## START

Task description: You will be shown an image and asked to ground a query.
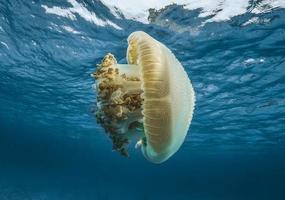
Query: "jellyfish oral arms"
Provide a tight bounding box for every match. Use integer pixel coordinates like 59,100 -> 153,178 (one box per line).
91,31 -> 195,163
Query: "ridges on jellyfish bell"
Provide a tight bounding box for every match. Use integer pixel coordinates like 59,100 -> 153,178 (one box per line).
91,31 -> 195,163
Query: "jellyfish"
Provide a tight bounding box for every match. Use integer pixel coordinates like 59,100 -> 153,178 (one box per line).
91,31 -> 195,163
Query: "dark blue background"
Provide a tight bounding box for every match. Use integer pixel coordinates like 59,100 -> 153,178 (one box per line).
0,0 -> 285,200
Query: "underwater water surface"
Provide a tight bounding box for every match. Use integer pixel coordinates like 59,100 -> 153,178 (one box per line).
0,0 -> 285,200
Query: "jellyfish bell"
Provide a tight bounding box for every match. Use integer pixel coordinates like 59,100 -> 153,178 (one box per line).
92,31 -> 195,163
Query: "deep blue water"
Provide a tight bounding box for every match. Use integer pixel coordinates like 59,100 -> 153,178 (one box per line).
0,0 -> 285,200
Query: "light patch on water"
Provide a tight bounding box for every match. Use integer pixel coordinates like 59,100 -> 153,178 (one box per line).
42,0 -> 122,30
242,17 -> 270,26
62,26 -> 80,34
251,0 -> 285,14
102,0 -> 285,23
243,58 -> 265,65
0,41 -> 9,49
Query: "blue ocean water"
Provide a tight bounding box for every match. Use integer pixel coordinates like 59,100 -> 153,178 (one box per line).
0,0 -> 285,200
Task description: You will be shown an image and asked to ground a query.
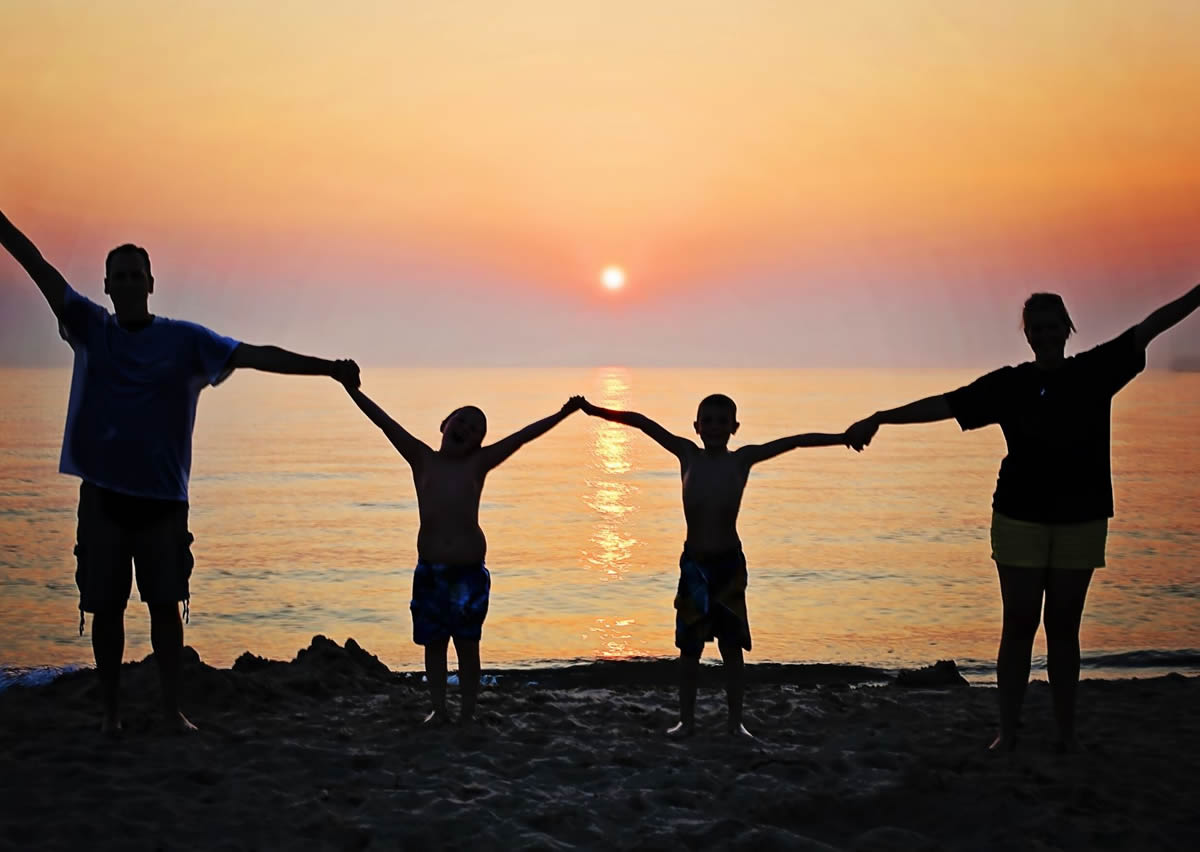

## END

* DIRECTIONS *
Return, in their original order, every line of the entries above that contains the word "blue", copying each such line in full.

* FINAL ANSWER *
Query: "dark blue background"
Query: "deep blue water"
Query: "blue ocean water"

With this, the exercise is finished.